Exercise prompt> Copy everything from the very start of the material down to the line containing "positive clicks: (375, 119)", including that line.

Excerpted records>
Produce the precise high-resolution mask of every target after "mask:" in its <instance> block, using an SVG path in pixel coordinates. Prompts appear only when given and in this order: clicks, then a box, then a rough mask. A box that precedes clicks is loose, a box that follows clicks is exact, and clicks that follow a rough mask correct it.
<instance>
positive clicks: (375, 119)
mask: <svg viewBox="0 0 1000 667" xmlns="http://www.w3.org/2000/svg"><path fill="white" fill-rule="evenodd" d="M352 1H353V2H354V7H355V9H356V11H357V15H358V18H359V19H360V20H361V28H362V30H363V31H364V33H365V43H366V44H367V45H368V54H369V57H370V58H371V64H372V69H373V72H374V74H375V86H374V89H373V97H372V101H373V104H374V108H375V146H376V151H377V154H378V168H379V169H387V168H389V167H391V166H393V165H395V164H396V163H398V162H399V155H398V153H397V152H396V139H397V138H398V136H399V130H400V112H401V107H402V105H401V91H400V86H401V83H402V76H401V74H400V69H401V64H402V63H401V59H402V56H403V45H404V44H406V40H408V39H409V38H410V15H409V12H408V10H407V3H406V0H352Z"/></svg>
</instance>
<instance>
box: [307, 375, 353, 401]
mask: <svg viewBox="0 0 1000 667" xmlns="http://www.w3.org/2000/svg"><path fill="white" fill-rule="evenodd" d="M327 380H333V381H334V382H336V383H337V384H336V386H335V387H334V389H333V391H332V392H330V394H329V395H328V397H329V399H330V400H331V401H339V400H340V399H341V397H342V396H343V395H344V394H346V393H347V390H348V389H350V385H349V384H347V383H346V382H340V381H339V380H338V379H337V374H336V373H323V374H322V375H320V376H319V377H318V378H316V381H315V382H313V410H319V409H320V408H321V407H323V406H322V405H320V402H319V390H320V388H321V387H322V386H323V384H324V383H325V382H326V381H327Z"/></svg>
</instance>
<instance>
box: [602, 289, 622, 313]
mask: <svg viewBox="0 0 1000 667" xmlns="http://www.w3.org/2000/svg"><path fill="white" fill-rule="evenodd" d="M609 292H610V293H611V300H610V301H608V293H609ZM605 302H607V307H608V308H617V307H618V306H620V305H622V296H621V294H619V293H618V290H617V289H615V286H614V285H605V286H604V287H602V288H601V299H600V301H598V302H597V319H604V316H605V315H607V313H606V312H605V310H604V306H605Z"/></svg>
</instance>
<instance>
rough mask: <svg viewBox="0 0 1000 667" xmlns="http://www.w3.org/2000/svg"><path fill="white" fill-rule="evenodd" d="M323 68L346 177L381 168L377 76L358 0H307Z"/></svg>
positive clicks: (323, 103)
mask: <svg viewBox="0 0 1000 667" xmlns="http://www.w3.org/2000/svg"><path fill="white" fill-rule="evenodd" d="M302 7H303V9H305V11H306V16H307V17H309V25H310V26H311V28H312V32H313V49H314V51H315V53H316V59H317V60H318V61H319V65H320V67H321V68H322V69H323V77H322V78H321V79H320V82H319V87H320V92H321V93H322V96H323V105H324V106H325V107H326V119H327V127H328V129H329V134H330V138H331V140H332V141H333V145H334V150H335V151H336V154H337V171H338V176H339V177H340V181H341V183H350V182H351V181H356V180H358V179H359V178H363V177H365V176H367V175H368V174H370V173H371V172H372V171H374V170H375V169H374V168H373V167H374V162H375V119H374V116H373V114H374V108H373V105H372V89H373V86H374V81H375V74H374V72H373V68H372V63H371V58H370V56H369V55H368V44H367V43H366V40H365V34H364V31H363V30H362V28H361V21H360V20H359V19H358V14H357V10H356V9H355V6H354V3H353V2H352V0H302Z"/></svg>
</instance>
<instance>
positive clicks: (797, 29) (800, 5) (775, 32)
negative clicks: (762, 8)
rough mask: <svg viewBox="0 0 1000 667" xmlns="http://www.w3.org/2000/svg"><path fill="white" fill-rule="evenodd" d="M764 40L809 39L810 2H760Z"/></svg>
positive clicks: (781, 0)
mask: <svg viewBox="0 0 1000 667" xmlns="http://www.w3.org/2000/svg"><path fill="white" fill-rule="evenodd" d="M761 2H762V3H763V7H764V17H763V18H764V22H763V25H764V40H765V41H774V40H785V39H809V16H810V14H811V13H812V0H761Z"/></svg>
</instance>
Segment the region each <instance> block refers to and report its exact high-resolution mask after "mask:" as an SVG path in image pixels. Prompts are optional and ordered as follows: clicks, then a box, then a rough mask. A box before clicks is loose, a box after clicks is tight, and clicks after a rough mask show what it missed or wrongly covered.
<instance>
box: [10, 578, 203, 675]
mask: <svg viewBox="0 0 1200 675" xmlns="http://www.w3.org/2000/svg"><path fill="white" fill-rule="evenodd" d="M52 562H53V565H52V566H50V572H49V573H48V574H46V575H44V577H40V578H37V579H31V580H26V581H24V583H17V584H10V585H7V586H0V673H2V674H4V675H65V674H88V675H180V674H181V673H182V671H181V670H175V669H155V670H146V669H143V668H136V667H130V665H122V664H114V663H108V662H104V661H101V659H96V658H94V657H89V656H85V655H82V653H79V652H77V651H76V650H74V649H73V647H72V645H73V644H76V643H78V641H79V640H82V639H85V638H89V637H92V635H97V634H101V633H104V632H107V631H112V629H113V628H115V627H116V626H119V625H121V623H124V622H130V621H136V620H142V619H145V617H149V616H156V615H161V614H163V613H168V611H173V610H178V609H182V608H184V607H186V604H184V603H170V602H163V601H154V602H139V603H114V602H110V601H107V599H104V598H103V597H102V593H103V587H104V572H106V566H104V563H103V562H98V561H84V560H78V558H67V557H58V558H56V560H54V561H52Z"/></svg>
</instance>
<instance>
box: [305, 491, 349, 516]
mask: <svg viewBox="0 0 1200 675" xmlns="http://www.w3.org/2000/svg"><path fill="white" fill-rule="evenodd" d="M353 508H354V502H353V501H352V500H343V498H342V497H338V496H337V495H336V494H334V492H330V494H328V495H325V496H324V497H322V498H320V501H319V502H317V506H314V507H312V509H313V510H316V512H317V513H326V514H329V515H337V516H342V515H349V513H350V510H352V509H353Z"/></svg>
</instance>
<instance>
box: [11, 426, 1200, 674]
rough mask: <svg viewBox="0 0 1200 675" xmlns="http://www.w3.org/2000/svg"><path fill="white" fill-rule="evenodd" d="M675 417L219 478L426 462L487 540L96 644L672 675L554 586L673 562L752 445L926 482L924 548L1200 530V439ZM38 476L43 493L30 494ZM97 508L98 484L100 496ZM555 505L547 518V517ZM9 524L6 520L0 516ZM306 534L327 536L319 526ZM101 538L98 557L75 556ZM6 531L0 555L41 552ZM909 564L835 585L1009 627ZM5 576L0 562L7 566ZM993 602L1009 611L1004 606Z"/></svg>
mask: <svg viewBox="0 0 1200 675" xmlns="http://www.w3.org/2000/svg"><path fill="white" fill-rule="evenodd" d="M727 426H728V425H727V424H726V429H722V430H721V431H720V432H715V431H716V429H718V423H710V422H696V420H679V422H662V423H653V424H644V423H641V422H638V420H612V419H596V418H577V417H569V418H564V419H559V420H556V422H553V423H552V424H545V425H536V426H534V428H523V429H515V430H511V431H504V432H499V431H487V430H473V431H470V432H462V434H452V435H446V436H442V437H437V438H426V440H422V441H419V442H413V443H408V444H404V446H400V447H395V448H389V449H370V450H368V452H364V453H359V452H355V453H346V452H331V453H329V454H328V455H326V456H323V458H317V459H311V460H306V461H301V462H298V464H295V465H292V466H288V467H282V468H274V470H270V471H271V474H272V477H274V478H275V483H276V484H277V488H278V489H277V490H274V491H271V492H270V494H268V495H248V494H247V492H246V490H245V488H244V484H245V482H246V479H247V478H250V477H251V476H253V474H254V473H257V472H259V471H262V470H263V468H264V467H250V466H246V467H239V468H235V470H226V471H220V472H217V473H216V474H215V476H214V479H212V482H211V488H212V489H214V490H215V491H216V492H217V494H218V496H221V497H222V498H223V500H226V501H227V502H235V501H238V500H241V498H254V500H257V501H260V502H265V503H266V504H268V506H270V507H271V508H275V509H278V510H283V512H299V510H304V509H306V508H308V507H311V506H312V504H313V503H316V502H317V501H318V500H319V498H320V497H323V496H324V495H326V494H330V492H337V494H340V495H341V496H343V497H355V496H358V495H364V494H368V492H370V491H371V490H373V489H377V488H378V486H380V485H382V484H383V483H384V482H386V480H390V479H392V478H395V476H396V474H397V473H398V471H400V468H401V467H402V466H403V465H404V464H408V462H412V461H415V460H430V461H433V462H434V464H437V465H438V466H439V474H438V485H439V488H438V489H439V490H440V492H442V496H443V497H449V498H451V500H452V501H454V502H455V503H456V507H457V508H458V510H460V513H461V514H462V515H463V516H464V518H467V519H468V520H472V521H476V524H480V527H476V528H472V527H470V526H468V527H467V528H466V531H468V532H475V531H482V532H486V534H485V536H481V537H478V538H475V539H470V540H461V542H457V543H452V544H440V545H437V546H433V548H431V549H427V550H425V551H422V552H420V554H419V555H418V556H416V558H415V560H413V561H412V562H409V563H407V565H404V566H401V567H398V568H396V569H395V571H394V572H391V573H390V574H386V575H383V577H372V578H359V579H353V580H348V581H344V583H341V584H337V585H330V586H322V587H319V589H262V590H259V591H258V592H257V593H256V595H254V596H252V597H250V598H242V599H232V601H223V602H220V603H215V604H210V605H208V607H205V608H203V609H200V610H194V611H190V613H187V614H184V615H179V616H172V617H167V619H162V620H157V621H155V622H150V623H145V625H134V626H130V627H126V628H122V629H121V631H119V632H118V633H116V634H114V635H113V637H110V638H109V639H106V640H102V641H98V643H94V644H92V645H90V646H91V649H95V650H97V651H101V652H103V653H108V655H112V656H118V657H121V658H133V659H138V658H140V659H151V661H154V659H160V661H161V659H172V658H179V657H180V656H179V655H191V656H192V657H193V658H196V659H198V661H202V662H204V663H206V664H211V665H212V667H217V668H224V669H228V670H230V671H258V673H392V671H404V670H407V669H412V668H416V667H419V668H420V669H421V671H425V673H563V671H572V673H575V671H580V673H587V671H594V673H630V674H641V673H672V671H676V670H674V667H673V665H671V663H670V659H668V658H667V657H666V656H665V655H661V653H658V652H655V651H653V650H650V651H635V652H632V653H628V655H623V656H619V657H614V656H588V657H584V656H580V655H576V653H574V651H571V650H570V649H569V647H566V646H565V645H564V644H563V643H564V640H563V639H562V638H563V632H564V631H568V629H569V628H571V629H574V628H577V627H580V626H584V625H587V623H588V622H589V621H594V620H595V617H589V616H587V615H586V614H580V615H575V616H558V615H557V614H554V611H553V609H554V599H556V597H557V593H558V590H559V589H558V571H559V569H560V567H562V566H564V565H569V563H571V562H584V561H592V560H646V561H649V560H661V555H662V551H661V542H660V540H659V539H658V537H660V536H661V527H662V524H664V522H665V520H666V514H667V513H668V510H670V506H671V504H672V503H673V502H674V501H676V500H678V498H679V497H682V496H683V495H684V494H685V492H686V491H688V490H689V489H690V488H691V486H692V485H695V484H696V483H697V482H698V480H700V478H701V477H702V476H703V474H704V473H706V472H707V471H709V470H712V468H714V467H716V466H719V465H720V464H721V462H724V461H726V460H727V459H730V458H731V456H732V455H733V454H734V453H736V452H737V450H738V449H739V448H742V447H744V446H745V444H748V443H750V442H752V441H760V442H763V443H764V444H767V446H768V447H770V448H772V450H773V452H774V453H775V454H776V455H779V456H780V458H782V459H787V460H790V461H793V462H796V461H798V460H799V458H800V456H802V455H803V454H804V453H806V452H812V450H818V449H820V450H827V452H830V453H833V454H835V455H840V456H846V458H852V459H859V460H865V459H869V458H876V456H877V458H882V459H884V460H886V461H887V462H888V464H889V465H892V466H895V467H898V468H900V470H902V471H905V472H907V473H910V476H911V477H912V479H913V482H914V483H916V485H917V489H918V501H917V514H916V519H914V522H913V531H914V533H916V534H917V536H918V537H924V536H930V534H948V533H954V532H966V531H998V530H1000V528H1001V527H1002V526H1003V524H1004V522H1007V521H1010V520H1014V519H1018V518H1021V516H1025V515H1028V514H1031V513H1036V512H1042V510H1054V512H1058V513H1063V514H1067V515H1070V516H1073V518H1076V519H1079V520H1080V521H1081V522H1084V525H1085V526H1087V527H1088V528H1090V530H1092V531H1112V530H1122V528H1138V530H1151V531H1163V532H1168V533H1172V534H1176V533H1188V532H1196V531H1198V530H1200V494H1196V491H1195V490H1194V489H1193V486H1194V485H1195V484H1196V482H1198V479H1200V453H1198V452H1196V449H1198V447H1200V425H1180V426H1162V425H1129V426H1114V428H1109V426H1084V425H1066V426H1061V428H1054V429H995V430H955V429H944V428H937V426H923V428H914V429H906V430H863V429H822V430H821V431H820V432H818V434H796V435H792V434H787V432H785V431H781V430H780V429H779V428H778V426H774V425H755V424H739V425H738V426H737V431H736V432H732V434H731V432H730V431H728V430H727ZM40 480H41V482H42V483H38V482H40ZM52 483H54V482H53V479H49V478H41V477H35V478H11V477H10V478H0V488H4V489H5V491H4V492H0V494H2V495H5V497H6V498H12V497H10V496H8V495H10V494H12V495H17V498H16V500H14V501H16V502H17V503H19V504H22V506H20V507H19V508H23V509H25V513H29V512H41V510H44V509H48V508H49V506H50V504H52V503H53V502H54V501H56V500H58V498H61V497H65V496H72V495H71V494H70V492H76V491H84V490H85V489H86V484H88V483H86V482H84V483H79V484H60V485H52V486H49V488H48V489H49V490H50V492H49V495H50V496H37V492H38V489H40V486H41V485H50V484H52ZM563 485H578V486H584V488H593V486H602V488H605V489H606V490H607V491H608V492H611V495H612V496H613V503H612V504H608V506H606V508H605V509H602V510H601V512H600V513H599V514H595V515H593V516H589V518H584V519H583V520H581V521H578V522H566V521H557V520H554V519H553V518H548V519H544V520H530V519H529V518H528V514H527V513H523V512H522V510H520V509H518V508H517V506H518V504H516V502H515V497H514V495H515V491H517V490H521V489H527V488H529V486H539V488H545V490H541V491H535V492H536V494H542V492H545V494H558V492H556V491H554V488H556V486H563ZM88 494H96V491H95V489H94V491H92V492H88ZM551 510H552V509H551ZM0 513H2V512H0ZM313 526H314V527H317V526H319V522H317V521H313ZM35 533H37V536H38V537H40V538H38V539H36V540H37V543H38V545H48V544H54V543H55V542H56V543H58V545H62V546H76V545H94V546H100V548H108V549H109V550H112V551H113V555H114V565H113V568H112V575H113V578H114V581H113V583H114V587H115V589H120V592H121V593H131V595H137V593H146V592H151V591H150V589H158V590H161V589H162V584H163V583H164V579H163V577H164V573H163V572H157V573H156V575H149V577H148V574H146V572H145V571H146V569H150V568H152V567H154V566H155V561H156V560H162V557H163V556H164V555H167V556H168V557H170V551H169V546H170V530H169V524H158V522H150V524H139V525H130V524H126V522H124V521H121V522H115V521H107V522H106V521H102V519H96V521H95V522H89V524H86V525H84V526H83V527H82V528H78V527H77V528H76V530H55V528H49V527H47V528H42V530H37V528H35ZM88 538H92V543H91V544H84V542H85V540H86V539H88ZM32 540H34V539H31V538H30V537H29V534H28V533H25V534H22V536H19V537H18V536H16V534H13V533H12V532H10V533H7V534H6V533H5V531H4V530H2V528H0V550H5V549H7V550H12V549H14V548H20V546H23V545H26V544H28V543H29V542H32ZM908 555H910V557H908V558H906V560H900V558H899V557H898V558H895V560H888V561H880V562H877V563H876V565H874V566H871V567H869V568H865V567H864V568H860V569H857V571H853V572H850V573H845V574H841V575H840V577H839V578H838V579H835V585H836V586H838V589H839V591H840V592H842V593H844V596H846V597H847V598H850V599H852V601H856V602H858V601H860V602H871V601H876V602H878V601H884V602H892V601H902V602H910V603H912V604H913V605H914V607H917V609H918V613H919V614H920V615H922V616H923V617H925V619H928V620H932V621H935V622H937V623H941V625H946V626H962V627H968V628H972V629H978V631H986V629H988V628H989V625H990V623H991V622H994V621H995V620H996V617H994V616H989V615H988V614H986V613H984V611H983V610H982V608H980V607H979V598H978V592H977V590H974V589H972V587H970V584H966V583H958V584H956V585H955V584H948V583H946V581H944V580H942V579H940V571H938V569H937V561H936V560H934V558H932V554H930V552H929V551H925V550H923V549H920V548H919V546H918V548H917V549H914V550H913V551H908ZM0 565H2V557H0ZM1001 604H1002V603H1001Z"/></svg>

Answer for this exercise>
Produce the precise high-resolution mask of every target after "mask:" in its <instance> block, using an SVG path in pixel coordinates. Prompts appear only when given and in this order: clicks, then a box, then a rough mask. A box that precedes clicks is loose, a box that follows clicks is exact, and clicks that follow a rough mask correct it.
<instance>
positive clicks: (375, 119)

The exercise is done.